▶ [Stated exercise]: Copy the lines below, from the first one through the line with "pixel 132 223", switching "meandering water channel" to "winding stream" and keeping everything else the same.

▶ [Given data]:

===

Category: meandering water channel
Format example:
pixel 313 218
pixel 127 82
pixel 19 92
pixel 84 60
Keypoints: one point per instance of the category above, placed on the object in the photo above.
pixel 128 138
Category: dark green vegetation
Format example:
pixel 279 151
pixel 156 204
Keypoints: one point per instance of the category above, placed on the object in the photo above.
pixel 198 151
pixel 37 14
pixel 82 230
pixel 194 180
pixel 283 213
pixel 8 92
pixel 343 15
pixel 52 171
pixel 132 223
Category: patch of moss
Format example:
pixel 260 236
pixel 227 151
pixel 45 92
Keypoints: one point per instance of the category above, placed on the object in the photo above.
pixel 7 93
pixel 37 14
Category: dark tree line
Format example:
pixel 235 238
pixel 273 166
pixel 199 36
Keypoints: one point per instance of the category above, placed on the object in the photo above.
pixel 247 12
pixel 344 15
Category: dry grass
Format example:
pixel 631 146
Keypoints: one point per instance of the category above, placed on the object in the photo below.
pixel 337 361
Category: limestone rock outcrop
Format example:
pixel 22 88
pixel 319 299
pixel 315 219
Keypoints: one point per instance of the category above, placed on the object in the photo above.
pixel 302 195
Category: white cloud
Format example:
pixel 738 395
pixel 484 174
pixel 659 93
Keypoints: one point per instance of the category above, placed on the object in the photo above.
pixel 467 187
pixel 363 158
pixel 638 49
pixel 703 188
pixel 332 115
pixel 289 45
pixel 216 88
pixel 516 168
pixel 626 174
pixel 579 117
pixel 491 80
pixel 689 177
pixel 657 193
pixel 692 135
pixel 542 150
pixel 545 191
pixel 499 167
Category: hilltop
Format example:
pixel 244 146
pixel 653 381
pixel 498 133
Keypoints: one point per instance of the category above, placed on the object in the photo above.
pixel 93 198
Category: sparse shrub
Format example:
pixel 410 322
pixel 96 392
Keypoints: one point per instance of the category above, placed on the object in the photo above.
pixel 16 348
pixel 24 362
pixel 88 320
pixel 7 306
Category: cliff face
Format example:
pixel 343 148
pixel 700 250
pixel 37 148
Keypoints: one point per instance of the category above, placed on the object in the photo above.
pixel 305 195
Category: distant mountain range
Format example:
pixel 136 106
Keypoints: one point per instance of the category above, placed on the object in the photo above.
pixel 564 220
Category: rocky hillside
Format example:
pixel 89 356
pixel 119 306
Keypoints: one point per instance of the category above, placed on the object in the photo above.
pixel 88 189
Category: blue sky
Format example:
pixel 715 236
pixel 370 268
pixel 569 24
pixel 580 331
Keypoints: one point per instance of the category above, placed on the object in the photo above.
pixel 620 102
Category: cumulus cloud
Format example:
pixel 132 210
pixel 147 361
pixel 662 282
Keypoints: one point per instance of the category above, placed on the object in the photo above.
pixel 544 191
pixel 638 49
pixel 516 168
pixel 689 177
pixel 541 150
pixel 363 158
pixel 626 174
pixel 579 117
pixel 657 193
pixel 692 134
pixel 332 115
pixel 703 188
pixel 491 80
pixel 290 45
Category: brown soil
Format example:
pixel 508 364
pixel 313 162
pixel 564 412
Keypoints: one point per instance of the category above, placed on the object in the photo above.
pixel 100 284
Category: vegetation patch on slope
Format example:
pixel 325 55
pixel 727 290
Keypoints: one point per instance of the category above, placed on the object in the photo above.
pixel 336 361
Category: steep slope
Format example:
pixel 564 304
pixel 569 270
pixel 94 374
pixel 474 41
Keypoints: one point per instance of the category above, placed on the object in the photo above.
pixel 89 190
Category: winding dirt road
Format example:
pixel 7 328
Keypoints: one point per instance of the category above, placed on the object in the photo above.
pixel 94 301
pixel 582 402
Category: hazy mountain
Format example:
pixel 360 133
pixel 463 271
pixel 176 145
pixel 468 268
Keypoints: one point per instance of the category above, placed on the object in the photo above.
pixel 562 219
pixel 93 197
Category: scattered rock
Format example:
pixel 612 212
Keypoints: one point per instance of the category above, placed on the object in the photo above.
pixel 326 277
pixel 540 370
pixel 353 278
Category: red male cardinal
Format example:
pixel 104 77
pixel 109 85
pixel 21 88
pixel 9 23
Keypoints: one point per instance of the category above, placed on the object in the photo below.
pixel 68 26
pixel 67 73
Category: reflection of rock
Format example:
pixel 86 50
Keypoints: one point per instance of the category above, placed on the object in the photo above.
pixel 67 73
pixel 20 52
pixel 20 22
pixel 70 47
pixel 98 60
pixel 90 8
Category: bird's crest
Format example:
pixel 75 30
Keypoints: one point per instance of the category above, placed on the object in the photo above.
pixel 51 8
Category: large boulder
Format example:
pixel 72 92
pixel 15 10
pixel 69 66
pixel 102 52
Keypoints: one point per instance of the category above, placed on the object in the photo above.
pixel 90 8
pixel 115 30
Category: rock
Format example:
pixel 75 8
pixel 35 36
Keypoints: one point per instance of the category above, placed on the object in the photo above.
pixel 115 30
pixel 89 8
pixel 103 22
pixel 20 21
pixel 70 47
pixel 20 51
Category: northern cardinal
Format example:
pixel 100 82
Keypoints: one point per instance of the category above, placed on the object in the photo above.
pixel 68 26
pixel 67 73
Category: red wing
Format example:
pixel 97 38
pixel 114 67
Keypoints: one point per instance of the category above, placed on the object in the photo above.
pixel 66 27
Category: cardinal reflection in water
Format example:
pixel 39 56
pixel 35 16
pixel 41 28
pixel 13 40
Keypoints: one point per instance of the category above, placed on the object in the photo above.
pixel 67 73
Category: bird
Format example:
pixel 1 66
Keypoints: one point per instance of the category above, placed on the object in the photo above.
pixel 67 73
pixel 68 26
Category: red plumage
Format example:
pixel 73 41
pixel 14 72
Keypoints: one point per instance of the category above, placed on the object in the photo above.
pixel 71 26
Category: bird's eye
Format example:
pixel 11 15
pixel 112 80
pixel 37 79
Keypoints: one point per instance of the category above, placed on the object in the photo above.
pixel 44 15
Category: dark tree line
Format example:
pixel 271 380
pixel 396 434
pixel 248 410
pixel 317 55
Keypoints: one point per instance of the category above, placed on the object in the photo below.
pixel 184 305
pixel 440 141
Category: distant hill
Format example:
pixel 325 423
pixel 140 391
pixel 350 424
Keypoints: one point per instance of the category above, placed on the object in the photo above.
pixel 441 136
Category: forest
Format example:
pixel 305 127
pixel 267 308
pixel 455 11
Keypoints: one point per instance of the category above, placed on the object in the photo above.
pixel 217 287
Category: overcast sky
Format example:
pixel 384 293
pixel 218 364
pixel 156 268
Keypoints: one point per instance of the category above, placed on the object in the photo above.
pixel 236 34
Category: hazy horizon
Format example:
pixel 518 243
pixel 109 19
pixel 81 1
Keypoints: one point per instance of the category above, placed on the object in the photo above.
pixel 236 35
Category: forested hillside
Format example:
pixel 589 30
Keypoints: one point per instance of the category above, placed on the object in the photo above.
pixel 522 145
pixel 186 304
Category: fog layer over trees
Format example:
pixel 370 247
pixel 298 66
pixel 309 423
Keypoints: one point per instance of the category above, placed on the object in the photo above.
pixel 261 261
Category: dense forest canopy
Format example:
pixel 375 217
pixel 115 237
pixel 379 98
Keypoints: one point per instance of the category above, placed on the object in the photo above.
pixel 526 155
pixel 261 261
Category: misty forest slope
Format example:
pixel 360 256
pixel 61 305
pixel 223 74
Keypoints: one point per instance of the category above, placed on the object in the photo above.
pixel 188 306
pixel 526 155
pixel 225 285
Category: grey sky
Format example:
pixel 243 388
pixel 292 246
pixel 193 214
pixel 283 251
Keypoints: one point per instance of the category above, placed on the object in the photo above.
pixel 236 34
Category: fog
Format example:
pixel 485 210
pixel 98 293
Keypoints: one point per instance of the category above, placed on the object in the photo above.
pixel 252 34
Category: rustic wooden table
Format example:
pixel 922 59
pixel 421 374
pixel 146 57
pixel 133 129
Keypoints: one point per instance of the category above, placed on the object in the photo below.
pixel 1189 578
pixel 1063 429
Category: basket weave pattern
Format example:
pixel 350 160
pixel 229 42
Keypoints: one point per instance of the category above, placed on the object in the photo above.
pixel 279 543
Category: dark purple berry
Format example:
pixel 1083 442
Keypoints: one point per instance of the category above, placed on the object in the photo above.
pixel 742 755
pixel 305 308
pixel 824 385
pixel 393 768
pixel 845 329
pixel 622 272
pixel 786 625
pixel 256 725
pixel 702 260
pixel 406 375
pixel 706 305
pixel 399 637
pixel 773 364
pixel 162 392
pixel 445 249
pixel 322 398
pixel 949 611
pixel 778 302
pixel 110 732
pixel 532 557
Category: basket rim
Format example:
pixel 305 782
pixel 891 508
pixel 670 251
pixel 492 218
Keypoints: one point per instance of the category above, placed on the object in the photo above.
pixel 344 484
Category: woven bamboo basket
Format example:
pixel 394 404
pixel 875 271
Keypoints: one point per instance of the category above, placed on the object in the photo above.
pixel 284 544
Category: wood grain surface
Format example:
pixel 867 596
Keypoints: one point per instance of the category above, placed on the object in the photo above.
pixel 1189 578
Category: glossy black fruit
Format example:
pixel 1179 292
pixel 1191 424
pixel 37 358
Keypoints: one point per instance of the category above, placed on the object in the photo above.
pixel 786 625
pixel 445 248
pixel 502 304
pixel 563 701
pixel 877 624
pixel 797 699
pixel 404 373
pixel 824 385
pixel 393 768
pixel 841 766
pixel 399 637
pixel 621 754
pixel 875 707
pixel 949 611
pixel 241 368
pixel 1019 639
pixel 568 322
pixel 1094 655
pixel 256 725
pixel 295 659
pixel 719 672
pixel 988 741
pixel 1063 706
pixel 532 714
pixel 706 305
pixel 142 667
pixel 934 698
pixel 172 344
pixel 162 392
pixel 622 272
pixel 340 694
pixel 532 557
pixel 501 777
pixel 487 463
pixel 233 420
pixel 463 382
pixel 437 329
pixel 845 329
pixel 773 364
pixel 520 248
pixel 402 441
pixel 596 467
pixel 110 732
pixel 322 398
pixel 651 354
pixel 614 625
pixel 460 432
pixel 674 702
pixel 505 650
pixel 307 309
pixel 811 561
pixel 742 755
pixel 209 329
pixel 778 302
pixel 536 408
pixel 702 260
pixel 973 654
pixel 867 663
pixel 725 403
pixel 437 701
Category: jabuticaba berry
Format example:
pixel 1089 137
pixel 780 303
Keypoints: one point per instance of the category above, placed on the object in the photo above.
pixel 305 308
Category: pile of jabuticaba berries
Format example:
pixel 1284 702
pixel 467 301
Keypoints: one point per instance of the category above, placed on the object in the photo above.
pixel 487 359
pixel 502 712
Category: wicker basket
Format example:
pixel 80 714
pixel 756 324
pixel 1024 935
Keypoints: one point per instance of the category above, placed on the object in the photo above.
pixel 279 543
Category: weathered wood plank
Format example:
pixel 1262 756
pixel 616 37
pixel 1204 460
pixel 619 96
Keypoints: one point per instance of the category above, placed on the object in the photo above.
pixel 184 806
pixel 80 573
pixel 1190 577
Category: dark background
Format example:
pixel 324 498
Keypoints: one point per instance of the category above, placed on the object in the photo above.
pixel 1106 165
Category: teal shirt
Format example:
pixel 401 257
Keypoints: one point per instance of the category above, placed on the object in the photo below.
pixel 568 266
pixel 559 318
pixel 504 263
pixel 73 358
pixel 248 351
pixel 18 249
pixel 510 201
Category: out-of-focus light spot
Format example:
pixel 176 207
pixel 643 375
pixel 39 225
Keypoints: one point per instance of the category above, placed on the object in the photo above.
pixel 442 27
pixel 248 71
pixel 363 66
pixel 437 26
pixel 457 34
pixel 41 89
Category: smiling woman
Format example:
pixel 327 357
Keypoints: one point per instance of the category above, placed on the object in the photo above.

===

▶ [Written answer]:
Category: winding stream
Format example:
pixel 313 218
pixel 127 82
pixel 19 92
pixel 84 60
Keypoints: one point per instance of the category above, placed on the object in the photo above.
pixel 128 138
Category: dark green vegetation
Format example:
pixel 279 151
pixel 156 204
Keypoints: one point per instance of the category above, placed on the object in the photo above.
pixel 198 151
pixel 37 14
pixel 82 230
pixel 194 180
pixel 283 213
pixel 8 92
pixel 343 15
pixel 52 171
pixel 132 223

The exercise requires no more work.